### [What is expected]
Could you copy out each of the rows below, character for character?

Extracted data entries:
— start —

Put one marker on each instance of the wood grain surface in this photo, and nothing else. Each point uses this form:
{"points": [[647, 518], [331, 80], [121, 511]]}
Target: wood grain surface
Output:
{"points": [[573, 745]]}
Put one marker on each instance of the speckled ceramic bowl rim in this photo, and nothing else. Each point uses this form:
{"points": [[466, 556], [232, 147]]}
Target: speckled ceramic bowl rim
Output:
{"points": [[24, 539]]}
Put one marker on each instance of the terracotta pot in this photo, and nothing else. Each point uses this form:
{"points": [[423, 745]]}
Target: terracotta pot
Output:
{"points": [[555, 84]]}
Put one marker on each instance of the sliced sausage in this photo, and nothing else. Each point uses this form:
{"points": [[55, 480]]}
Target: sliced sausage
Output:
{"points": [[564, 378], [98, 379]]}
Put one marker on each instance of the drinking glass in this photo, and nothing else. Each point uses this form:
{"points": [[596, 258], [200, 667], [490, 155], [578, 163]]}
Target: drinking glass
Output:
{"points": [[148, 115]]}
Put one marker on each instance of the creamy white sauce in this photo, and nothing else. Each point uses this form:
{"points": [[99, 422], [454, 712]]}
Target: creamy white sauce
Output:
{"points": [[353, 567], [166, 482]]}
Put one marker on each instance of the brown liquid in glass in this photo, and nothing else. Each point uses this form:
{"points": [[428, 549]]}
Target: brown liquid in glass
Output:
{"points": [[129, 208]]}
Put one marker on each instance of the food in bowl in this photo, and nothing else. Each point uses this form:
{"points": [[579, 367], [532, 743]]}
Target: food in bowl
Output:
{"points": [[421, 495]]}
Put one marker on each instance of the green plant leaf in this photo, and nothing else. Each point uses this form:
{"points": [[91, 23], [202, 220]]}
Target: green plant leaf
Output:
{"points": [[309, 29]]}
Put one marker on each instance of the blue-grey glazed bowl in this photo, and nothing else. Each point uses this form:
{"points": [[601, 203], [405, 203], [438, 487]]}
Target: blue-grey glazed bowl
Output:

— end —

### [Correct output]
Put one marker on each instance of the wood grain surface in this photo, and nothing else. Each point uses this form:
{"points": [[647, 518], [331, 80], [121, 511]]}
Target: wood grain surface
Output:
{"points": [[573, 745]]}
Put one marker on each instance of the speckled ceramic bowl rim in this photo, and nothing else. Each point uses this form:
{"points": [[466, 556], [232, 147]]}
Target: speckled ceramic bowl rim
Output:
{"points": [[24, 539]]}
Put one marker on each instance of the terracotta pot in this photo, and nothing else. Each point uses this form:
{"points": [[423, 745]]}
Target: terracotta pot
Output:
{"points": [[555, 84]]}
Put one marker on each instance of the sliced sausage in this photo, and nothing else. Each point uses this form:
{"points": [[55, 480]]}
Target: sliced sausage
Output:
{"points": [[564, 378], [98, 379]]}
Put one marker on each instance of the drinking glass in this photo, and nothing else. Each point uses this form:
{"points": [[596, 258], [200, 667], [490, 155], [578, 163]]}
Target: drinking glass
Output:
{"points": [[148, 115]]}
Put one marker on each instance of the creamy white sauce in this photo, and nothing else. Each point uses this form:
{"points": [[99, 422], [454, 712]]}
Target: creamy white sauce
Output:
{"points": [[353, 567], [166, 482]]}
Put one marker on each instance of the brown liquid in glass in this photo, and nothing else. Each point uses this form:
{"points": [[428, 549]]}
Target: brown liquid in glass
Output:
{"points": [[129, 208]]}
Put one marker on each instance of the food in bowl in this photo, and nothing else. Each point uses this form:
{"points": [[579, 367], [532, 743]]}
Target: food in bowl
Output:
{"points": [[421, 495]]}
Put one marker on each instance of the green plant leaf in this photo, and nothing else. Each point uses this form:
{"points": [[91, 23], [202, 220]]}
Target: green plant leaf
Output:
{"points": [[309, 29]]}
Put one marker on each instance of the blue-grey glazed bowl in this photo, and nothing else. Each point uses this form:
{"points": [[601, 203], [405, 203], [438, 487]]}
Target: blue-grey glazed bowl
Output:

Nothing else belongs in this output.